#### MATERIAL ####

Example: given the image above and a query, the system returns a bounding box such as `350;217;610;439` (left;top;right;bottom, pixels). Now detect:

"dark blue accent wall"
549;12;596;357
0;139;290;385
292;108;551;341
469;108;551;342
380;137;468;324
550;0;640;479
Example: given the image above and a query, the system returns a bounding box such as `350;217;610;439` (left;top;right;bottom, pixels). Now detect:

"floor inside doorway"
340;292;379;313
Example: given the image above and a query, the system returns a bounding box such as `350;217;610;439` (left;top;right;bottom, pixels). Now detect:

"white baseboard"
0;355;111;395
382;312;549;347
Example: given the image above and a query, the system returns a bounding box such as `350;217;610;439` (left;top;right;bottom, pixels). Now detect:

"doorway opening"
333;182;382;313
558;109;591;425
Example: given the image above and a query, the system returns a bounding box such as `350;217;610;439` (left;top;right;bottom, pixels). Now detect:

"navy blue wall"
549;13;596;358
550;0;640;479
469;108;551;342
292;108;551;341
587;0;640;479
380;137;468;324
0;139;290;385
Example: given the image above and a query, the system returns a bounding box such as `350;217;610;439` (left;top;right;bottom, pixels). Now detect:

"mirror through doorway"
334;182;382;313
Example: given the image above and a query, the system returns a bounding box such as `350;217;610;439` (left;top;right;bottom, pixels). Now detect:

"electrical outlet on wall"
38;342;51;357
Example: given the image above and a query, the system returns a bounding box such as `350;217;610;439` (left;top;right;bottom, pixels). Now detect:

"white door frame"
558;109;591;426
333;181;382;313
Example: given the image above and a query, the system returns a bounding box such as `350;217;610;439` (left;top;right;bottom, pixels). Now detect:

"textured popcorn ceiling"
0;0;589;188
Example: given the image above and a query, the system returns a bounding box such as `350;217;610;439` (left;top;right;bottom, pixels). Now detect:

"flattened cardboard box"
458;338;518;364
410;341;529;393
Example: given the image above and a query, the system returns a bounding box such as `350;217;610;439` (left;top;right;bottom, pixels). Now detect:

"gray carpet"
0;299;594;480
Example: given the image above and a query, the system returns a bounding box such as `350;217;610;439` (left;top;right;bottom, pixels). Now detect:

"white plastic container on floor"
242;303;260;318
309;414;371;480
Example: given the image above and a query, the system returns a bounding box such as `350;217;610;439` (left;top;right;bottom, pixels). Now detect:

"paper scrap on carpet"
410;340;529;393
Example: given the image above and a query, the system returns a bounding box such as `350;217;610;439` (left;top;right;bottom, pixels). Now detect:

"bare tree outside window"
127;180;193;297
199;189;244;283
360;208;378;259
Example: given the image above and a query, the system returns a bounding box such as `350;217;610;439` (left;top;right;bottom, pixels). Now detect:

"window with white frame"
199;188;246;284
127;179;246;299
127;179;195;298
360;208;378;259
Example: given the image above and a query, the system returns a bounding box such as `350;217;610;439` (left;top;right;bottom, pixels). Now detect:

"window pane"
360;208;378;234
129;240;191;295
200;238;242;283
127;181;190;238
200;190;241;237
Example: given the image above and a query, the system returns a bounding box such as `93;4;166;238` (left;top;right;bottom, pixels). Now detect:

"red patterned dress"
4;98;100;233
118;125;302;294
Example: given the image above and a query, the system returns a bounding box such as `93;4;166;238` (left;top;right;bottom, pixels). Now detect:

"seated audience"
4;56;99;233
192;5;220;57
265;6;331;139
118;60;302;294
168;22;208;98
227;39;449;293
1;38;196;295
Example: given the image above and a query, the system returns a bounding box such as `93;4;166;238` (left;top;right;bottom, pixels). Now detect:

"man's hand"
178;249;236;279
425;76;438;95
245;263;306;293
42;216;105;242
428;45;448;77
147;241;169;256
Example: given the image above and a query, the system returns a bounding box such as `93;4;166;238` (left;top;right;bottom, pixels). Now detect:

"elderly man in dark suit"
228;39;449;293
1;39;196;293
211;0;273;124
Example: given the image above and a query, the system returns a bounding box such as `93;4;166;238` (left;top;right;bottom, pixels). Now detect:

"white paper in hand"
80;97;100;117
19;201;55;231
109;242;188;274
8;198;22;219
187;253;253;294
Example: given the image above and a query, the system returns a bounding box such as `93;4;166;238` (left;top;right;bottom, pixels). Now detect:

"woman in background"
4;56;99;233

####

## AIM OF THE EXERCISE:
Rewrite the lines from the start of the records through the line containing "340;292;379;313", and offset every coordinate in the answer boxes by adding 15.

## WRITTEN ANSWER:
Example: given the image above and a query, the system returns a bounding box such as `350;217;610;439` (left;top;right;bottom, pixels). Now detect:

"dark blue accent wall"
564;27;611;372
15;154;305;400
307;123;566;356
484;123;566;357
395;152;483;339
565;15;655;494
Example: given the image above and a query, the system returns a bounding box such as `350;217;610;439` (left;top;right;bottom, pixels). Now detect:

"floor inside doorway"
355;307;394;328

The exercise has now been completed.